Problem statement —
Leave out the pictures and give back all the entries exactly as written.

——————————

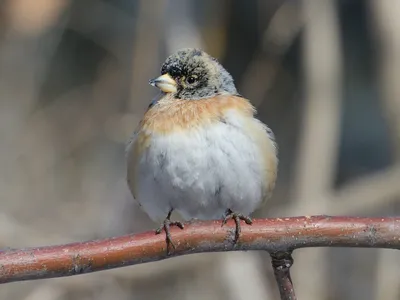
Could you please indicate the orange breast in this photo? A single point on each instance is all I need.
(171, 115)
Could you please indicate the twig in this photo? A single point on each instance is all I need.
(272, 235)
(281, 263)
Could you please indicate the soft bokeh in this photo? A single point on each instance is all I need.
(74, 77)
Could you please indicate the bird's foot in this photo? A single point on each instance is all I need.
(229, 214)
(166, 227)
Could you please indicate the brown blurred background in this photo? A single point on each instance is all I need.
(74, 83)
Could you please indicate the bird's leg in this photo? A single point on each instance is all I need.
(166, 226)
(229, 214)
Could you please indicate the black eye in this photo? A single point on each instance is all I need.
(191, 79)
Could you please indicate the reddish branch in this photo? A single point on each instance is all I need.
(272, 235)
(281, 263)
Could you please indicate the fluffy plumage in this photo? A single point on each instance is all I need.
(199, 149)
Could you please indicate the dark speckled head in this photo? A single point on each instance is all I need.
(197, 75)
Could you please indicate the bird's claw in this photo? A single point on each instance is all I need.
(166, 225)
(229, 214)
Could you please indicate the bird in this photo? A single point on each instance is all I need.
(199, 148)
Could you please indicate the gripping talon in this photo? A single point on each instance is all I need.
(166, 227)
(229, 214)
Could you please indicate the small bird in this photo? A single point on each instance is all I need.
(199, 149)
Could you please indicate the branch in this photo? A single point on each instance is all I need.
(281, 263)
(272, 235)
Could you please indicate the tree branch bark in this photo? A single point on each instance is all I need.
(272, 235)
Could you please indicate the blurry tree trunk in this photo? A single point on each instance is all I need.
(386, 16)
(319, 136)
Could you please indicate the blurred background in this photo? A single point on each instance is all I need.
(74, 84)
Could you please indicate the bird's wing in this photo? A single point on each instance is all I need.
(264, 139)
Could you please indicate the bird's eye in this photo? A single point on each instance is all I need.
(191, 79)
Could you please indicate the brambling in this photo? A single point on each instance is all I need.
(199, 149)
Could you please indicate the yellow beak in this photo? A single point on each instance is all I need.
(165, 83)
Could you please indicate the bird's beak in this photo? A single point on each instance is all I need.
(165, 83)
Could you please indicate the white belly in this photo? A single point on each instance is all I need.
(202, 173)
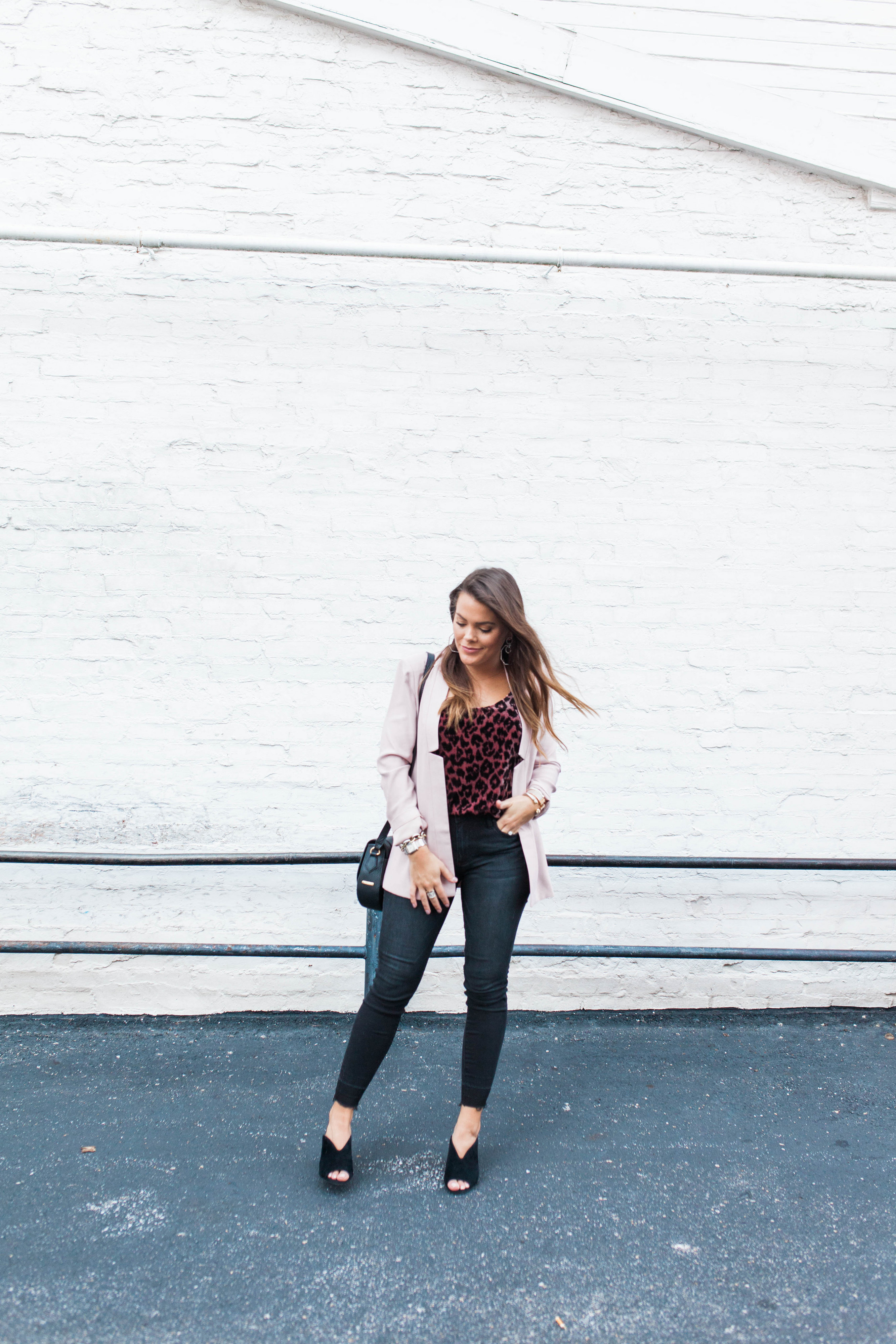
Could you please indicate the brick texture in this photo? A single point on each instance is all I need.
(237, 489)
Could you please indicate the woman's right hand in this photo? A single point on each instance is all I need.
(426, 881)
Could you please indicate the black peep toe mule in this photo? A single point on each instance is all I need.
(336, 1161)
(463, 1169)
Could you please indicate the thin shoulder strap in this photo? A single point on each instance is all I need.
(430, 661)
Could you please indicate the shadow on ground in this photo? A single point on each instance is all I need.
(672, 1177)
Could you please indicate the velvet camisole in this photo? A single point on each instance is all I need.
(480, 757)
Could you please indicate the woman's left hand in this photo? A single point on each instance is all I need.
(516, 814)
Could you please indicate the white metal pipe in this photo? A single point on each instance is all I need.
(429, 252)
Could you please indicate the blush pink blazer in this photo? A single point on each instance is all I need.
(420, 802)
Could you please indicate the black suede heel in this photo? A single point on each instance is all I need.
(463, 1169)
(336, 1161)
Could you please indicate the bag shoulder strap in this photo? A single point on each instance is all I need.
(430, 661)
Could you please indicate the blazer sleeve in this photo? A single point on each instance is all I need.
(397, 749)
(547, 769)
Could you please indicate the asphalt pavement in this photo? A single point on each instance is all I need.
(694, 1177)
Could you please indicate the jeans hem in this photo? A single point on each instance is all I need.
(347, 1095)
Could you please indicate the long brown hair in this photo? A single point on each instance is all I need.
(528, 667)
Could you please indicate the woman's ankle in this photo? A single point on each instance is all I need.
(340, 1120)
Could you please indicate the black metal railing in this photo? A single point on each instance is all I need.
(370, 951)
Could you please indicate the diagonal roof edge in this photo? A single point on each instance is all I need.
(651, 88)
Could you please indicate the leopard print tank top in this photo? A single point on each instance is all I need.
(480, 757)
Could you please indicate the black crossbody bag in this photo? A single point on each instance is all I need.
(371, 870)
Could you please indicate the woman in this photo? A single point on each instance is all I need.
(465, 814)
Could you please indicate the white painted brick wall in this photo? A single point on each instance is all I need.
(237, 487)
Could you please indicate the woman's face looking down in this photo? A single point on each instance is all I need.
(477, 634)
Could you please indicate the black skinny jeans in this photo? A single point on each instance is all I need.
(495, 886)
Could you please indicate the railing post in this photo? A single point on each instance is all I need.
(373, 947)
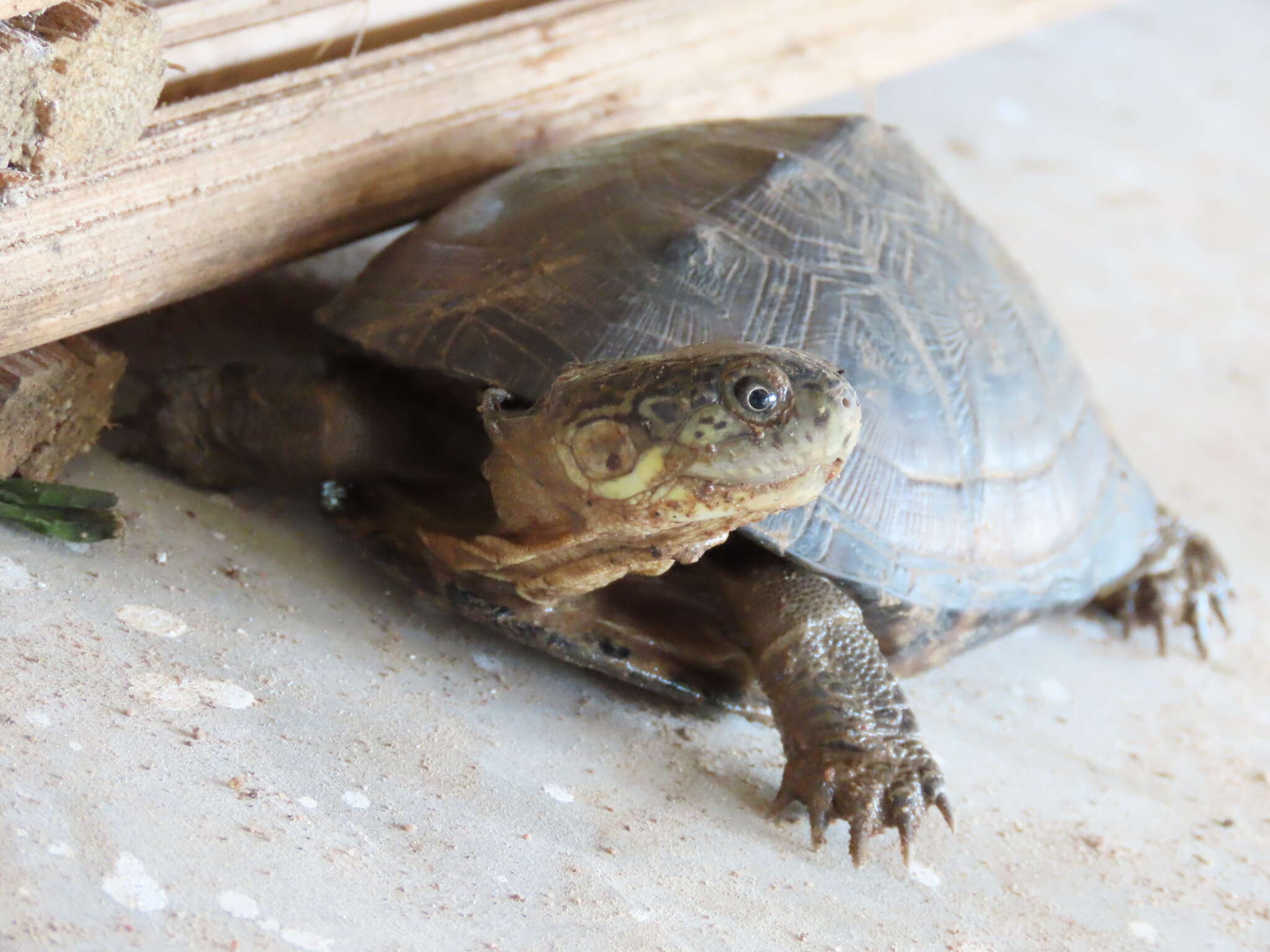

——————————

Solution to this task —
Could you please indicate the orange breast in this photo? A single point on each instance is all I need.
(171, 115)
Could you please indicate the twig in this photo? A single point on each instance is all I need.
(272, 235)
(281, 263)
Could you please indicate the soft bokeh in this photo? A single point on each instance is all I need.
(74, 77)
Could you please indicate the bird's foot in this photo? A single point on each instance is all I need.
(229, 214)
(166, 227)
Could you please indicate the brown blurred background in this photo? A single point on each instance is all I need.
(74, 83)
Could you please indicate the bird's leg in this photo? A single point on each instance is all I need.
(166, 226)
(229, 214)
Could you please indicate the black eye in this photo? A single point on each instance is all I need.
(191, 79)
Could you please indicate the reddish branch in this photo? A single point on each instance is all I need.
(272, 235)
(281, 263)
Could you please indicate the fluffy plumage in this photo? A single point on each instance is all I need.
(199, 149)
Could you please indicate the dark speckled head in this photo? A single point on each instance is all I need.
(197, 75)
Could you please indicate the bird's claw in this photo? A single point on each instance is all I need.
(166, 225)
(229, 214)
Could you please indicate the bird in this photo? A single point on each instance is all I need.
(199, 148)
Could you please indicate the gripping talon in this photo? A single point on each instance is all I need.
(166, 227)
(229, 214)
Could you please indicate the small bird in this photo? A single point on each instance is all I need.
(199, 149)
Could you please indicate the branch in this photo? A single point on each instance is all I need.
(281, 263)
(272, 235)
Could you please indicate the tree branch bark in this photo? A single point on each instance is all I need.
(272, 235)
Could you please indicate the blurry tree trunk in this photo? A single point on each instance is all I need.
(386, 16)
(319, 136)
Could you please indicate the blurred background in this photo? A single point on each instance is all I need.
(74, 84)
Could you please indicate the bird's wing in this photo? A single point on each instance is all I need.
(264, 139)
Could you please indicate the bird's eye in this photo? A single point on each instance is all I need.
(191, 79)
Could you please indicate the brambling in this photo? A single point on each instance is all I need.
(199, 149)
Could you please indicate the yellow beak in this photo? A single point on each instance is all I need.
(165, 83)
Could you please indicate the bird's beak in this photo? A single point on each instance is all I need.
(165, 83)
Could you please indicate the white belly in this photo? A single point on each instance is all I need.
(202, 173)
Could you please indicate the brick texture in this photo? A single point on each instance is all I need.
(237, 489)
Could you please indicate the woman's right hand in this photo? A single point on each instance is all I need.
(426, 881)
Could you please indicate the black peep toe mule in this photo? A single point on each instance is all I need.
(336, 1161)
(463, 1169)
Could you please indicate the thin shoulder strap in this photo? A single point on each instance is all I need.
(430, 661)
Could you please indicate the shadow on ground in this photo? A single point on each instance is all I need.
(672, 1177)
Could you please indicate the velvet camisole in this photo? A single point on each instance is all I need.
(480, 757)
Could you please indicate the woman's left hand in this photo? A single point on each instance is all I need.
(516, 814)
Could you please indicate the white metal pipe in this photo? A single point on each instance is all I need.
(429, 252)
Could you please indicate the blush pink blazer in this photo? A single point on each instance is all I need.
(420, 802)
Could you please indicate the black suede heel in this photo? A single point on each instance is all I need.
(463, 1169)
(336, 1161)
Could you please indicate the bag shoulder strap in this photo? A single point on each instance is all I need.
(430, 661)
Could you please indicate the blazer sleeve in this photo? A single point on each instance is all I need.
(397, 749)
(547, 769)
Could you please indicate the asphalt pavement in this photo? A single point on each instance is all I need.
(694, 1177)
Could you please indicate the jeans hem in this photo? A single point on each instance is all I need.
(347, 1095)
Could you please indicate the long brown hair in this photo? A single point on each instance is all I need.
(528, 667)
Could you please indicate the woman's ankle in this photo? A single point on each instance is all I need.
(340, 1120)
Could you please indicate the black metal railing in this photo? A single point on each instance is all I need.
(370, 951)
Could you please indicate the diagonal roof edge in this photo? A single point on each instance is all I need.
(651, 88)
Could you please indicate the leopard print tank top in this photo? A single point on each instance is all I need.
(480, 757)
Could you please indicate the black crossbody bag in this photo? A single point on each instance is all I need.
(371, 870)
Could you please indicate the woman in this photo? A single point on each instance is all I need.
(465, 814)
Could you please indicate the white painted brick wall in this photo? A single point on each instance is all I need.
(237, 487)
Could you please indicate the woman's face looking down in this photo? A single point on each instance is all I need.
(477, 634)
Could you please indicate the black skinny jeans in this photo? A single point on each instance is all I need.
(495, 886)
Could you please indicate the railing post in this photo? A single point on each instance is all I need.
(373, 947)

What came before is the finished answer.